_Written request_
Can you render every line of the items below as a JSON list of strings, one string per line, leaving out any blank lines?

Excerpts from a pointing dataset:
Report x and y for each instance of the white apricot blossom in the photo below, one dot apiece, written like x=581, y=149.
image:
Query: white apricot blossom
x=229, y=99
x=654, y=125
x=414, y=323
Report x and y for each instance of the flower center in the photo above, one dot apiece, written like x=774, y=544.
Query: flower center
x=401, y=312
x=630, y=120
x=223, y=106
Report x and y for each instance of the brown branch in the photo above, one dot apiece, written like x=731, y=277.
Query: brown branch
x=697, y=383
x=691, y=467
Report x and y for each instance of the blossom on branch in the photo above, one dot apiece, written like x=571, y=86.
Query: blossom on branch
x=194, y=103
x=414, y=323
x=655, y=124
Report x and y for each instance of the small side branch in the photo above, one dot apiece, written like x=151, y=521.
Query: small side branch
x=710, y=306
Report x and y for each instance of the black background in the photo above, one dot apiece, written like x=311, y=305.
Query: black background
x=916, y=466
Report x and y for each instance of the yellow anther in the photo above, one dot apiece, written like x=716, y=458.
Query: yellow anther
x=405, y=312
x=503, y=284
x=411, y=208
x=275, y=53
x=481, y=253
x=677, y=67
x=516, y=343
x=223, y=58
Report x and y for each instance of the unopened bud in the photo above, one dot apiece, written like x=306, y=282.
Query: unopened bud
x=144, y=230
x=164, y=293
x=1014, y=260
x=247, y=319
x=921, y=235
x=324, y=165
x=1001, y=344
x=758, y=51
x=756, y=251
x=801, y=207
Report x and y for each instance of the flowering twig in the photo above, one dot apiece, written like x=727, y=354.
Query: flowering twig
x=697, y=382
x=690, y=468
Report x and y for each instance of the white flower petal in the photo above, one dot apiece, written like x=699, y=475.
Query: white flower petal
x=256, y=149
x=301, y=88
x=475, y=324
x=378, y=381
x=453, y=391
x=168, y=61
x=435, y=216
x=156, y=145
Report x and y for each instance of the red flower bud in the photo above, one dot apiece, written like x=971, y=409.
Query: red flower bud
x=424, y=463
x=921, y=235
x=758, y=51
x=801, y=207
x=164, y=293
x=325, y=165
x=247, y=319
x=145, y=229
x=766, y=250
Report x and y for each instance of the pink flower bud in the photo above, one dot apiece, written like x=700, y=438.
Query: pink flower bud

_Solution to the problem_
[
  "Report x and y for each instance of the white apricot blossom in the photo below, one dot apiece, written like x=581, y=149.",
  "image:",
  "Query: white apricot blossom",
  "x=229, y=99",
  "x=654, y=125",
  "x=414, y=323",
  "Report x and y for each instance of the flower center in the photo above, one dot apiece, written like x=774, y=544.",
  "Query: flower center",
  "x=401, y=312",
  "x=630, y=120",
  "x=223, y=106",
  "Report x and y for each instance of the brown branch in the photo above, one dot apiece, written like x=731, y=277.",
  "Query: brown branch",
  "x=697, y=383",
  "x=691, y=467",
  "Report x and y for each instance of the blossom on branch in the photo above, one dot apiece, written like x=571, y=86.",
  "Query: blossom on branch",
  "x=194, y=103",
  "x=414, y=323",
  "x=655, y=124",
  "Report x and y for each instance of the small side branch in the photo above, one dot apiece, written like x=151, y=521.",
  "Query: small side branch",
  "x=710, y=306",
  "Report x and y for each instance of the black background in the photo above, one dot apiece, written like x=311, y=305.",
  "Query: black background",
  "x=916, y=466",
  "Report x and y for each instance of the yellow anther in the photo above, one dot apiece, written like x=716, y=458.",
  "Query: yellow anther",
  "x=405, y=312",
  "x=503, y=284",
  "x=411, y=208",
  "x=275, y=53",
  "x=481, y=253",
  "x=677, y=67",
  "x=516, y=343",
  "x=223, y=58",
  "Report x and y for each instance of the unopened bud in the photo above, one dot apiece, written like x=306, y=282.",
  "Query: unopened bud",
  "x=144, y=230",
  "x=164, y=293",
  "x=1014, y=260",
  "x=247, y=319",
  "x=921, y=235",
  "x=324, y=165",
  "x=1001, y=344",
  "x=758, y=51",
  "x=756, y=251",
  "x=801, y=207",
  "Report x and y for each instance of the flowering twig in the photo above, one dot apiece, written like x=727, y=354.",
  "Query: flowering twig",
  "x=697, y=382",
  "x=690, y=468",
  "Report x and y for each instance of the white flower petal in the photo above, one dot apiece, written like x=699, y=475.",
  "Query: white flower petal",
  "x=256, y=149",
  "x=301, y=88",
  "x=475, y=324",
  "x=378, y=381",
  "x=453, y=391",
  "x=168, y=61",
  "x=435, y=216",
  "x=156, y=145",
  "Report x and y for each instance of the red flower bud in the photo above, one dot apiece, written like x=971, y=409.",
  "Query: red flower bud",
  "x=424, y=463",
  "x=921, y=235",
  "x=758, y=51",
  "x=801, y=207",
  "x=164, y=293",
  "x=325, y=165",
  "x=247, y=319",
  "x=145, y=229",
  "x=766, y=250",
  "Report x and y for each instance of the pink flower bud in the photo above, one dot apiece, written like x=700, y=438.",
  "Query: pink flower bud"
]